Muhammad Ali vs. Brian London was a professional boxing matching between Muhammad Ali and Brian London. The match took place at Earls Court Arena, London, England on August 6, 1966. It was scheduled for fifteen rounds. The match ended in the third round with Ali defeating London by KO.

The fight
Ali at 24 years old put on a masterful performance against a clearly out-classed 32 year old opponent, with Ali having the advantages of height, weight, reach and youth on his side, almost hitting London at will as the fight went on. As London put it in an interview with the BBC: "he was just getting through all the time". 

Ali bouncingly circled continually, whilst London tracked doggedly after him for the first two rounds seemingly with a strategy of trying to land a single knock-out punch to the American champion. London succeeded in landing only one blow in the match, a left jab to Ali's jaw midway through the 1st Round which caught Ali by surprise and left him for a moment stunned (and wide-open for a follow through right cross, which London failed to take advantage of), but the blow lacked weight and Ali was able to quickly recover.
※ ※ ※
[Exercise tasks]
(a) Copy the listing below word for word, beginning at the line that contains "Note: identify the rider's" and stopping after the final line of the listing.
(b) Write the next part of the account of the Ali–London fight, picking up after its last sentence.

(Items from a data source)
※ ※ ※
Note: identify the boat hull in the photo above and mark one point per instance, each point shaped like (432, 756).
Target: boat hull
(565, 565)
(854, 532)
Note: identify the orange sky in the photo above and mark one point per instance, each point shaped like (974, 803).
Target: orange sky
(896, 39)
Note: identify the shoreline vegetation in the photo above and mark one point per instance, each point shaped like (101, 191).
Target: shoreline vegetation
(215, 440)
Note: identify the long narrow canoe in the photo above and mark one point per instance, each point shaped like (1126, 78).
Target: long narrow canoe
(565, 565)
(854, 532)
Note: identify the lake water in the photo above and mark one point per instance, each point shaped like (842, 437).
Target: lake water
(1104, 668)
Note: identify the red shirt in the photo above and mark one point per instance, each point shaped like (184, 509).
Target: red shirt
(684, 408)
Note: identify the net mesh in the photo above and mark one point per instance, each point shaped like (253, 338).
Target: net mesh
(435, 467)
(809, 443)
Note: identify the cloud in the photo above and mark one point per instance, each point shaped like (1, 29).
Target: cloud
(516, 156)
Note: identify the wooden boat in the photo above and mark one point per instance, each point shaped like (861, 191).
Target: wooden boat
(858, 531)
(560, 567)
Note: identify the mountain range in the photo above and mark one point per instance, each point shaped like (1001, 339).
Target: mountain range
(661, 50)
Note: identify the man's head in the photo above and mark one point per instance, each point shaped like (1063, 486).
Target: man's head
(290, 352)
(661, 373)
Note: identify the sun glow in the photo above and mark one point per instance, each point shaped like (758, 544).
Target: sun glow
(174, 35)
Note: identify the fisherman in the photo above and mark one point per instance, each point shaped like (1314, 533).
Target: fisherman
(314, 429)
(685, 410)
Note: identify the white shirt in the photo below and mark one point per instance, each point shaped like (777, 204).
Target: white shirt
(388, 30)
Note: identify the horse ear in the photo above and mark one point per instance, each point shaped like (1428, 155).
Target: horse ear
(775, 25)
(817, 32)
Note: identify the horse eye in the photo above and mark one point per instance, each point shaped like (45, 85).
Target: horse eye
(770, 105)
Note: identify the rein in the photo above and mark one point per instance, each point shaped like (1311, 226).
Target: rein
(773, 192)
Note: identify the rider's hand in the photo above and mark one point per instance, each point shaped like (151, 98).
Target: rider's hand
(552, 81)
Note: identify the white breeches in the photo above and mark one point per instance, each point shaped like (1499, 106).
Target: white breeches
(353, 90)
※ ※ ※
[In response]
(a)
Note: identify the rider's hand in the photo above and mark one point per instance, each point shaped like (151, 98).
Target: rider's hand
(552, 81)
Note: identify the white breeches in the photo above and mark one point per instance, each point shaped like (1499, 106).
Target: white breeches
(353, 90)

(b)
On coming out for the 3rd Round London displayed a patent degree of hesitation to come forward to engage, and Ali sensing this advanced to the attack flashly, penning him back into a corner and throwing a 12-punch combination in 3 seconds in a showboating display of speed and athleticism, but with a suspicion of Ali holding back, with few of the blows actually connecting or possessing weight behind them, and the one blow that did (the 10th) being just enough to knock London down and end the fight.  

In a post-career media interview London described his contest with Ali in stark terms, describing Ali as being:-"Big, fast and he could punch, whereas I was smaller, fatter and couldn't punch. He stopped me in three rounds and that was it, I don't think I hit him. It was good money and I got well paid for it - that's all I fought for. Every fight I ever had I always had a go, but with Muhammad Ali I thought don't get hurt Brian, and I therefore didn't try, which was wrong, totally wrong."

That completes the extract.